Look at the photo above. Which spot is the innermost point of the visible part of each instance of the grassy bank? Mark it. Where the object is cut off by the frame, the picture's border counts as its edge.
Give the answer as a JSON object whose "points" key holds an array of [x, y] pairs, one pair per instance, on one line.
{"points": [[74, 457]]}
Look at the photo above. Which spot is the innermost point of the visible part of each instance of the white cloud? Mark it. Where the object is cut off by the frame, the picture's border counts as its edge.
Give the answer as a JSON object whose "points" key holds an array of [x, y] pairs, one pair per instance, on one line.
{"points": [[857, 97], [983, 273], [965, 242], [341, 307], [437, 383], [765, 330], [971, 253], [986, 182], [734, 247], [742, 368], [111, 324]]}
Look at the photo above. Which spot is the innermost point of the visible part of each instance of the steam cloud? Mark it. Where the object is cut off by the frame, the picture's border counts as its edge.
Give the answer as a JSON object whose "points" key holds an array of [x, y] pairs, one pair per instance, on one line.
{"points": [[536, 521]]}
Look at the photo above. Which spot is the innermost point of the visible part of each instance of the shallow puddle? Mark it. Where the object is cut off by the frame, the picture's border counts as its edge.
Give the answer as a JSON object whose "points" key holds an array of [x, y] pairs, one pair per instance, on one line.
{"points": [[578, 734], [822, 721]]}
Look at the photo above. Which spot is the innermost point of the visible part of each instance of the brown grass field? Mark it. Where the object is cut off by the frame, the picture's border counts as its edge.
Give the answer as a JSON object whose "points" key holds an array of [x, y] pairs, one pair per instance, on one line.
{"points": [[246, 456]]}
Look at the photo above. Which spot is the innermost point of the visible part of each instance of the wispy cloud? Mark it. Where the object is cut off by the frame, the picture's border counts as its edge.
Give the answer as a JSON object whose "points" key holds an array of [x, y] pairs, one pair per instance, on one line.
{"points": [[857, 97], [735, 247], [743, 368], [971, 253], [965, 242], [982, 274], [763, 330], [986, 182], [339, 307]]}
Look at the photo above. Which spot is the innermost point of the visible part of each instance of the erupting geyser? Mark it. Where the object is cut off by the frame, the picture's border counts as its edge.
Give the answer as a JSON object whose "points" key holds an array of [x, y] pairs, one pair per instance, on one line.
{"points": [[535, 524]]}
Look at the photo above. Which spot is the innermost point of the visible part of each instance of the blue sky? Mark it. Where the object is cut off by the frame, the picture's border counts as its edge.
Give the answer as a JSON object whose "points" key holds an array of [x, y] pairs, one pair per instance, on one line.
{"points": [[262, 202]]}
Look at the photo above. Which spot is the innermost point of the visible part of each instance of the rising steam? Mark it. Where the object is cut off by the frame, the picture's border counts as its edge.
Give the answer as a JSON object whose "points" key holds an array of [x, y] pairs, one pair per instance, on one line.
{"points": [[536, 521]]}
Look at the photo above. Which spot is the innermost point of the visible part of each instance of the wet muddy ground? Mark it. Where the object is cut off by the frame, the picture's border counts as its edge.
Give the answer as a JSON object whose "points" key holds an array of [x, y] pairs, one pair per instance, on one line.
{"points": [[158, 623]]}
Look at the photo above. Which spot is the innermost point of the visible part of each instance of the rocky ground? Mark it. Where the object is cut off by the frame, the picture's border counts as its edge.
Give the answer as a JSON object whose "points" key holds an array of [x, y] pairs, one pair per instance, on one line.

____

### TASK STATEMENT
Give the records above again, word for word.

### FINISHED TASK
Look at the photo above. Which spot is the innermost point of the visible part of each instance of the grassy bank? Mark it. Where the object is cut off by the frame, the picture's border counts as its edge.
Give the answer as a JSON object whose "points" key holds an array of [x, y] pairs, one pair per instance, on one line.
{"points": [[74, 457]]}
Look at the photo above. Which spot is the innermost point of the visible part of each instance of the white cloud? Mark it. Where the object is cut off by the frame, the picture's border counts as its edge.
Give the answer as a JSON object whose "points" key holds an array of [x, y] pairs, one pair per instance, on one line.
{"points": [[857, 97], [983, 273], [965, 242], [341, 307], [437, 383], [765, 330], [971, 253], [986, 182], [734, 247], [742, 368], [111, 324]]}
Look at the photo above. Which spot is the innermost point of the visible part of each instance of the steam cloud? Mark it. Where the object is cut off by the frame, the picture's border counts as its edge.
Give the answer as a JSON object whose "points" key holds an array of [x, y] pairs, one pair per instance, on one line.
{"points": [[536, 521]]}
Look at the photo above. Which spot is the innermost point of the visible part of each instance of the shallow puddle? Mark it. Where the object is cut off by the frame, the picture's border counts as its edge.
Give the answer as a JSON object whose "points" key holds an array of [x, y] pairs, one pair per instance, on one line.
{"points": [[578, 734], [822, 721]]}
Look at the photo above. Which spot is the innermost point of the visible part of each instance of the brown grass field? Mark it. Where the object is cut off by the frame, the picture's border counts as its edge.
Give the answer as a JSON object whose "points" key holds an array of [x, y] pairs, one pair per instance, on one line.
{"points": [[246, 456]]}
Look at the photo above. Which spot is the innermost point of the visible part of each instance of the wispy cloud? Mark it. Where the object is cut off by the frame, the picture's border counts as its edge.
Give the answer as a JSON object whose "points" key holds an array of [x, y] pairs, one pair per instance, on one line.
{"points": [[857, 97], [735, 247], [743, 368], [971, 253], [965, 242], [982, 274], [763, 330], [986, 182], [339, 307]]}
Look at the photo above. Which spot is the innermost point of the visible part of each instance of the erupting geyser? Mark it. Where the object is cut off by the frame, the picture's border counts as its edge.
Give the answer as a JSON object whose "points" key holds an array of [x, y] pairs, one pair per instance, on one line.
{"points": [[535, 524]]}
Look at the photo above. Which spot is the innermost point of the visible part of each instance of the blue sky? Mark it. Where the object is cut off by the frame, the picture's border counts as its edge.
Give the answer as a JSON object whose "points" key holds an array of [x, y] pairs, one pair per instance, on one line.
{"points": [[262, 202]]}
Look at the photo above. Which spot is the innermost point of the visible part of each instance of the rising steam? Mark it. Where the object is cut off by the frame, the picture's border counts as its edge.
Give the answer as a JSON object whose "points" key holds an array of [x, y] pairs, one pair per instance, on one line.
{"points": [[536, 521]]}
Look at the photo above. Which spot is the innermost point of the visible part of each instance of the wet muddy ground? Mark it. Where the object is cut off by the frame, the picture's border counts as its edge.
Give the answer as a JSON object whose "points" key holds an array of [x, y] pairs, one pair per instance, on one line.
{"points": [[158, 623]]}
Look at the photo above. Which spot is the innermost point of the visible part of each instance of the rocky ground? Mark it. Where the object is cut off by the frame, the picture's border counts as its edge.
Give the answer as a JSON object whose "points" key holds an array of [x, y] pairs, one pair per instance, on one line.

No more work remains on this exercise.